___ Supplied material ___

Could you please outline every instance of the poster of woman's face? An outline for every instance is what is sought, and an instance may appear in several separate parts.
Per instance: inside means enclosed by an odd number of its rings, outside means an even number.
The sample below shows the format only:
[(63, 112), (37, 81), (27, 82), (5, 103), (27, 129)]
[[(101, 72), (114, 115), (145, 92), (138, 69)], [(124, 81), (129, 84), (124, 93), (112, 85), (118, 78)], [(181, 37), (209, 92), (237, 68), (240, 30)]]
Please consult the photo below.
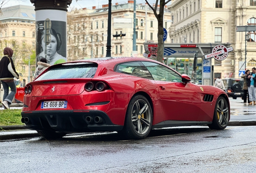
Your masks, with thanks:
[(49, 30), (51, 40), (45, 44), (45, 29), (43, 26), (44, 21), (36, 22), (37, 43), (36, 45), (37, 64), (42, 57), (47, 60), (51, 65), (66, 62), (66, 24), (65, 22), (51, 21)]

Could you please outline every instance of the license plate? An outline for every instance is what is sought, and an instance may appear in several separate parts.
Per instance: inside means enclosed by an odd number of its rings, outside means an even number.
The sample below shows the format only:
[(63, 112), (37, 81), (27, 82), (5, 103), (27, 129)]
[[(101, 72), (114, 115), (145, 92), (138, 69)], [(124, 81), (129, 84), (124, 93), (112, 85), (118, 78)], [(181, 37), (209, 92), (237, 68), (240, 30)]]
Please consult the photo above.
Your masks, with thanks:
[(50, 101), (42, 102), (41, 109), (64, 108), (67, 108), (67, 101)]

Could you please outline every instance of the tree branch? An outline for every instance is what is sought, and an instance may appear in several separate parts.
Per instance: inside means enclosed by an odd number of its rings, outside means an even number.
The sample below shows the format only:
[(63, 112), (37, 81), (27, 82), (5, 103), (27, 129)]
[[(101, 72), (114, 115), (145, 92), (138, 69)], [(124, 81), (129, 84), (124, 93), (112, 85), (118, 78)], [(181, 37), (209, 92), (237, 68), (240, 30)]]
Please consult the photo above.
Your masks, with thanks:
[(165, 5), (166, 5), (166, 4), (167, 4), (167, 3), (171, 1), (171, 0), (168, 0), (167, 1), (166, 1), (166, 2), (165, 3)]

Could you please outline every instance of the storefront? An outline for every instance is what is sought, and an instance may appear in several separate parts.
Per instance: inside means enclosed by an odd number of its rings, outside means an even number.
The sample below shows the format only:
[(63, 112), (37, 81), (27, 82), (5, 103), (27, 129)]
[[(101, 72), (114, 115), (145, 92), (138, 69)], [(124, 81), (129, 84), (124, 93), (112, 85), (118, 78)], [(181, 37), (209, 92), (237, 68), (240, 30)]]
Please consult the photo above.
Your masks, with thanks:
[[(196, 51), (198, 51), (195, 82), (200, 84), (213, 85), (213, 73), (211, 58), (205, 59), (204, 56), (212, 53), (213, 48), (219, 44), (229, 47), (231, 44), (165, 43), (163, 63), (180, 73), (186, 74), (192, 78), (194, 56)], [(157, 55), (157, 44), (145, 43), (144, 46), (146, 53), (143, 55), (147, 58), (155, 59)], [(220, 50), (218, 49), (217, 51)]]

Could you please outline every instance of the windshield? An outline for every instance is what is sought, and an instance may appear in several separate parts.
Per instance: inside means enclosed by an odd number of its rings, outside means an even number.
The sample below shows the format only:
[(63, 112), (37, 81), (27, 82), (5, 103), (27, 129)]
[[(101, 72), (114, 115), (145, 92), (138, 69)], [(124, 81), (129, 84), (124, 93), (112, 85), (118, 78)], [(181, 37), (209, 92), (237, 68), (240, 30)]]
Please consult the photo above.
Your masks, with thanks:
[(92, 78), (96, 73), (98, 64), (87, 62), (79, 64), (64, 64), (50, 67), (44, 74), (35, 81), (71, 78)]

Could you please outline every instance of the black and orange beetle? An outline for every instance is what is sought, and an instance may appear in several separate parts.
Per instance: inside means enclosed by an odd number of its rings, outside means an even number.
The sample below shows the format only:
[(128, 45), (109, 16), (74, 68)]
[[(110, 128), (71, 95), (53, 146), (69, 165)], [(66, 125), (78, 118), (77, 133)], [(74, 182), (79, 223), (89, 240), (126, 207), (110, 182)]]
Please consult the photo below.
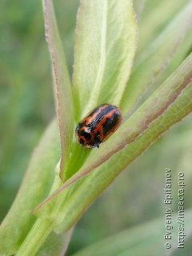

___

§ Your task:
Arrange every line of the listing above as a Markdown table with two columns, No and Line, giving each row a number and skipping blank lines. Leave the pictures out of the table.

§ Full solution:
| No | Line |
|---|---|
| 1 | Could you please outline every instance of the poster of woman's face? An outline for every instance is what is sought, and an instance may appear in several separate parts. |
| 2 | Per instance: inside means enclosed by an odd number of its rings, outside means an even number. |
| 3 | The sample below shows the format only: |
| 4 | [(63, 112), (37, 81), (27, 82), (5, 103), (27, 129)] |
| 5 | [[(101, 72), (114, 115), (145, 92), (138, 69)], [(124, 81), (129, 84), (124, 93), (112, 85), (118, 78)], [(181, 37), (209, 92), (237, 68), (240, 30)]] |
| 6 | Please consult the photo below. |
| 7 | Your masks, with thanks: |
| 8 | [(49, 30), (51, 40), (45, 44), (45, 29), (43, 26), (44, 21), (36, 22), (37, 43), (36, 45), (37, 64), (42, 57), (47, 60), (51, 65), (66, 62), (66, 24), (65, 22), (51, 21)] |
| 9 | Could you please outline every instance of the license plate? An outline for every instance is what is sought, and an instance may appear in several separate parts. |
| 10 | Per instance: inside means enclosed by an odd number of its rings, outside means an even number. |
| 11 | The sample below shows the format only: |
| 12 | [(63, 112), (37, 81), (27, 82), (5, 103), (27, 129)] |
| 13 | [[(101, 72), (114, 115), (145, 92), (138, 69)], [(124, 81), (129, 84), (124, 93), (112, 85), (118, 78)], [(181, 37), (209, 92), (237, 68), (240, 30)]] |
| 14 | Please consult the photo above. |
| 15 | Your masks, with thanks: |
| 16 | [(50, 101), (42, 102), (41, 109), (64, 108), (67, 108), (67, 101)] |
| 17 | Could you please outline every instance of the tree branch? An outline for every instance is what is sought, and an instance may appear in several separate parts. |
| 18 | Per instance: inside means enclosed by an odd number of its rings, outside means an even number. |
| 19 | The sample below shows the format only: |
| 20 | [(63, 112), (37, 81), (27, 82), (5, 103), (27, 129)] |
| 21 | [[(101, 72), (114, 115), (145, 92), (138, 69)], [(124, 81), (129, 84), (124, 93), (112, 85), (118, 78)], [(181, 37), (209, 92), (237, 68), (240, 30)]] |
| 22 | Please consult the photo above. |
| 23 | Your masks, with thanks: |
| 24 | [(165, 5), (166, 5), (166, 4), (167, 4), (167, 3), (171, 1), (171, 0), (168, 0), (167, 1), (166, 1), (166, 2), (165, 3)] |
| 25 | Could you please outline every instance of the storefront? An outline for every instance is what is sought, and an instance may appear in several separate parts. |
| 26 | Per instance: inside means enclosed by an odd number of its rings, outside means an even number. |
| 27 | The sample below shows the format only: |
| 28 | [(63, 112), (37, 81), (27, 82), (5, 103), (27, 129)] |
| 29 | [[(101, 72), (114, 115), (145, 92), (138, 69)], [(124, 81), (129, 84), (124, 93), (112, 85), (118, 78)], [(181, 37), (209, 92), (237, 68), (240, 30)]] |
| 30 | Please consult the photo above. |
| 31 | Your masks, with thanks: |
| 32 | [[(196, 51), (198, 51), (195, 82), (200, 84), (213, 85), (213, 73), (211, 58), (205, 59), (204, 56), (212, 53), (213, 48), (219, 44), (229, 47), (231, 44), (165, 43), (163, 63), (180, 73), (186, 74), (192, 78), (194, 56)], [(157, 55), (157, 44), (145, 43), (144, 46), (146, 53), (143, 55), (147, 58), (155, 59)], [(220, 50), (218, 49), (217, 51)]] |
| 33 | Could you please outline every instance of the windshield? An outline for every instance is what is sought, and an instance may appear in several separate parts. |
| 34 | Per instance: inside means enclosed by an odd number of its rings, outside means an even number. |
| 35 | The sample below shows the format only: |
| 36 | [(63, 112), (37, 81), (27, 82), (5, 103), (27, 129)] |
| 37 | [[(101, 72), (114, 115), (145, 92), (138, 69)], [(124, 81), (129, 84), (124, 93), (112, 85), (118, 78)], [(181, 37), (209, 92), (237, 68), (240, 30)]] |
| 38 | Please consult the photo above. |
| 39 | Your masks, with thanks: |
| 40 | [(92, 78), (96, 73), (98, 64), (87, 62), (79, 64), (64, 64), (50, 67), (44, 74), (35, 81), (71, 78)] |
| 41 | Could you please outline every instance of the black and orange beetle? An outline for every instance is what is sought, and an instance may appear in several separate parts. |
| 42 | Per instance: inside means enclosed by an odd number of its rings, outside means an even number. |
| 43 | The sample below shows the format only: |
| 44 | [(128, 45), (109, 16), (74, 68)] |
| 45 | [[(110, 128), (71, 95), (53, 146), (69, 165)], [(66, 125), (78, 118), (77, 133)], [(74, 182), (79, 223), (89, 240), (126, 207), (110, 182)]] |
| 46 | Please consult the photo below. |